▸ Prompt
No line of the records may be dropped; print them all again exactly.

═════ Data to examine ═════

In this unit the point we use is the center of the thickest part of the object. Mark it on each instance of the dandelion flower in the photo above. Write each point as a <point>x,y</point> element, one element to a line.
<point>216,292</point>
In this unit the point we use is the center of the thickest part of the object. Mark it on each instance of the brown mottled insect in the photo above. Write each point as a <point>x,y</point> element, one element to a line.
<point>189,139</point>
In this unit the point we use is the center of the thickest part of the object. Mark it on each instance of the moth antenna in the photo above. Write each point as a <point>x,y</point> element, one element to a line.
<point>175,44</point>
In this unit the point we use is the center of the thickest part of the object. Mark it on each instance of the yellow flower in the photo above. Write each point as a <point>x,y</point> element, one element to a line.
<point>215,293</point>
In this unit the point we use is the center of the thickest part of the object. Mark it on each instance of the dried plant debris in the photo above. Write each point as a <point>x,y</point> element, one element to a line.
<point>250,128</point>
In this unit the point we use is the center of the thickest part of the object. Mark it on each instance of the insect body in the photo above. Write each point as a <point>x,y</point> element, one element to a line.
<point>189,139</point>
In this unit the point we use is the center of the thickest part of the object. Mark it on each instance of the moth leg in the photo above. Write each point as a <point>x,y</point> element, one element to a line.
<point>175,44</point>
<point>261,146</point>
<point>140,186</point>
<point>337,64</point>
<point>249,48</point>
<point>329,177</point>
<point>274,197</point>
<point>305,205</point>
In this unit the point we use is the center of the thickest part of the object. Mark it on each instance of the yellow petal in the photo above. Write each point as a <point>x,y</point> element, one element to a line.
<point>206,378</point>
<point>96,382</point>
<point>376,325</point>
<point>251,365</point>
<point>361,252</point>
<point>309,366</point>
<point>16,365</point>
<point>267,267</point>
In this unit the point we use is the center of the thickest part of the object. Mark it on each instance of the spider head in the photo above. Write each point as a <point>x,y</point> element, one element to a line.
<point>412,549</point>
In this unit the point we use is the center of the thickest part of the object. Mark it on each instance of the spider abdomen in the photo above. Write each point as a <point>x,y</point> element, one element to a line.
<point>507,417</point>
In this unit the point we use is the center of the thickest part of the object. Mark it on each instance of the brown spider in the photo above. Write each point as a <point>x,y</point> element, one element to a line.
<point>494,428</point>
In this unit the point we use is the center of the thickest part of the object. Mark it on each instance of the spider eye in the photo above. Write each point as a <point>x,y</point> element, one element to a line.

═════

▸ Response
In this unit the point we use is the center of the thickest part of the object. Mark it on each instance of the dandelion flower in the photo above. Write each point as a <point>x,y</point> element, one element to a line.
<point>216,292</point>
In this unit the point we use is the center of the thickest part of the object. Mark it on each instance of the brown mottled insect in the photo above. Write each point as a <point>x,y</point> element, one element to a line.
<point>189,139</point>
In this unit the point we use is the center of the thickest part of the object. Mark it on each instance of the moth antenna in the photo above. Write each point as a <point>x,y</point> element, one element to a line.
<point>175,44</point>
In this unit the point we use is the center of the thickest part of the object. Mark it on each instance of the yellow flower in the photo above. Write each point as a <point>x,y</point> element, one element to a line.
<point>215,293</point>
In this unit the point we use is the center of the thickest part of the object. Mark it on each instance of the dried plant debris in the photo above. Write each point as a <point>x,y</point> element, one element to a line.
<point>250,128</point>
In this unit the point we use is the center of the thickest part of the object. Mark it on each instance of the insect body in the photo above. Write each point as a <point>x,y</point> element, one element to a line.
<point>189,139</point>
In this unit the point we use is the center of the thickest part of the object. Mark it on each instance of the moth leg in the photo above. Write each point as a <point>x,y</point> element, one element to a line.
<point>175,44</point>
<point>261,146</point>
<point>140,186</point>
<point>337,64</point>
<point>249,48</point>
<point>329,177</point>
<point>274,197</point>
<point>305,205</point>
In this unit the point we use is the center of the thickest part of the object. Mark it on each instance of the yellow petal in the photo above. Write each point as a <point>x,y</point> element, one element to a line.
<point>206,378</point>
<point>96,382</point>
<point>376,325</point>
<point>251,365</point>
<point>361,252</point>
<point>309,366</point>
<point>16,365</point>
<point>267,267</point>
In this unit the point we use is the center of the thickest part of the object. Mark it on each instance of the spider head in the photo above. Write each point as a <point>x,y</point> element, one element to a line.
<point>412,549</point>
In this unit the point we use is the center of the thickest part of the object. Mark it on each instance of the spider abdomen in the photo above. Write each point as a <point>x,y</point> element, one element to a line.
<point>507,417</point>
In this unit the point we use is the center of the thickest part of the object. Mark it on each instance of the brown spider in the photo above. Write each point as a <point>x,y</point> element, one element to a line.
<point>494,428</point>
In this unit the point we use is the center of the thickest part of the object. Mark it on each instance of the spider eye in the photo above. Write each point as a <point>x,y</point> element, one element to a line.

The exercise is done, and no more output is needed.